Ballymurphy statements in my name falsified, ex-Army doctor tells inquest
An ex-Army doctor who is purported to have made official statements describing major surgery he carried out on a man shot by soldiers in Ballymurphy has told an inquest they are false.
M382 was posted to Northern Ireland in August 1971 as a captain in the Royal Army Medical Corps to cover for a consultant surgeon who was off on leave, despite having had only two weeks of surgical experience.
Yesterday he told the Ballymurphy inquest he was "astonished" by Army and police statements purporting to have been made by him in 1972.
"I am certain I did not make these statements or perform the surgery referred to," he said.
"Even though it was 48 years ago my memories have not faded, they have been etched in my mind indelibly."
The witness pointed to several "glaring mistakes" as he insisted he did not treat either of two men fatally shot on August 11, 1971.
The statements claimed M382 certified the death of John Laverty and performed major surgery on a severely wounded Joseph Corr, who subsequently died of his injuries.
But the witness told the inquest that in hindsight "it was an absurdity" that he was ever put in the post in the military wing of Musgrave Park Hospital.
"I do not know how the MoD justified it," he said.
M382 concluded that the only explanation was that someone else wrote the statements as he said it "beggars belief" that he had simply forgotten the events outlined in the documents.
"I want the relatives of Mr Corr to know I didn't operate on him. I was an inexperienced surgeon, I couldn't have done it."
The witness said Mr Corr's injuries were so severe that it is inconceivable that he would have attempted the surgery without any memory of doing so.
He also dismissed the idea that other medics were standing by and watching someone so inexperienced attempt to carry out the surgery.
"Some things are impossible. This was not a one-man band," he added.
M382 also denied ever meeting Mr Corr's widow Eileen Corr, as she claimed in a statement which was read to the court.
In it she claimed she met the medic when she visited her husband in the hospital and that he briefed her on his condition, warning that he was unlikely to come back off the operating table.
"I am not casting aspersions on her memory, but she was under enormous stress after suffering a terrible loss," the witness said.
M382 said he only joined the Army as a second lieutenant in 1965 to make money after graduating from a three-year university course.
"I was one of four children and my father was a parson," he explained.
"We didn't have much means and it was an attractive way to finance myself."
He was promoted to lieutenant and then again to the rank of captain once he became a fully registered medic in 1969.
The doctor claimed he was "left alone" by the Army and was never briefed on the situation in Northern Ireland before being sent here.
He described the single unit military wing as a "Florence Nightingale-type of ward" which lacked facilities including basic intensive care equipment.
"There was no anaesthetist in the wing and I don't recall if it had its own operating theatre," he added.
"It's difficult to understand how it was intended to function as a surgical unit."
M382 also questioned why the MoD has been unable to provide the names of other medics, including an Army major, who were stationed in the hospital.

**WHAT YOU SHOULD DO:**
Answer these questions from the Ballymurphy inquest report, one per line:
1. How much surgical experience did M382 have when he was posted to Northern Ireland?
2. On what date were the two men fatally shot?
3. In what year did M382 join the Army as a second lieutenant?

**DATA PROVIDED:**

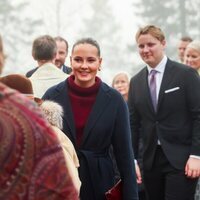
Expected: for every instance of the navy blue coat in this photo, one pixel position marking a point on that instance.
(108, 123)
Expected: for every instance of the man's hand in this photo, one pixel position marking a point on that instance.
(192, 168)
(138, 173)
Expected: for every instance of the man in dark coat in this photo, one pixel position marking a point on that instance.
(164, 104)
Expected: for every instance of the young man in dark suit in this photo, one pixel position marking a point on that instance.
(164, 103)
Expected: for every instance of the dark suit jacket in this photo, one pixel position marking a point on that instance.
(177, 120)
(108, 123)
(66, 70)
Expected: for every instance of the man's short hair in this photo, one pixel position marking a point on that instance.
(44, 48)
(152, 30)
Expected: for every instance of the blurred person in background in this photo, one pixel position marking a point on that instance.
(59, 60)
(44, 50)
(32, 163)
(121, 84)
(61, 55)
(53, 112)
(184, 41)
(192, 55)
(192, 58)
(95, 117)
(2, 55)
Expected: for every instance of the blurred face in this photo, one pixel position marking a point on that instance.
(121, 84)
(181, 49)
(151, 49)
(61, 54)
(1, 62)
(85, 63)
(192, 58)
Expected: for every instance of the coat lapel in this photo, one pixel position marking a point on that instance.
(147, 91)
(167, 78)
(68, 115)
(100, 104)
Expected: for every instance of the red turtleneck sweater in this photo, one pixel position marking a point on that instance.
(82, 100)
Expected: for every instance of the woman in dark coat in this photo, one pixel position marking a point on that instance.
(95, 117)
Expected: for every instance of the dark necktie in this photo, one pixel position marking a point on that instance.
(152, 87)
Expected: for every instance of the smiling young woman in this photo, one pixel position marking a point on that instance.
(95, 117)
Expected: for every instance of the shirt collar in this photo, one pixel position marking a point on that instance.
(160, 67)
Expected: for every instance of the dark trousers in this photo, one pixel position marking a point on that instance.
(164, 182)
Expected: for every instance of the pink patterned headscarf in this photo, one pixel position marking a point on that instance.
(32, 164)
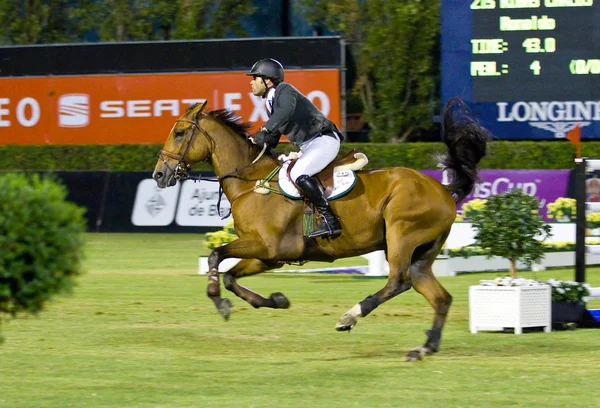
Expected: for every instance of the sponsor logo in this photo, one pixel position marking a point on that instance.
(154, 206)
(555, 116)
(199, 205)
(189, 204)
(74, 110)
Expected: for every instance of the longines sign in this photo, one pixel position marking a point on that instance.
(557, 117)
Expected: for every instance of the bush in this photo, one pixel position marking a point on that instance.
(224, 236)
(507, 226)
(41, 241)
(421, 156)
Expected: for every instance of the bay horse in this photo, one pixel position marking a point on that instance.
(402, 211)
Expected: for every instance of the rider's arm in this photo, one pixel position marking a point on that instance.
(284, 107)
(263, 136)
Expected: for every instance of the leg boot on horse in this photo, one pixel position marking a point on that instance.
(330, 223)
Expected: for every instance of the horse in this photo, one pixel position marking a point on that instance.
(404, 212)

**ANSWER SECTION:**
1. Two weeks
2. August 11, 1971
3. 1965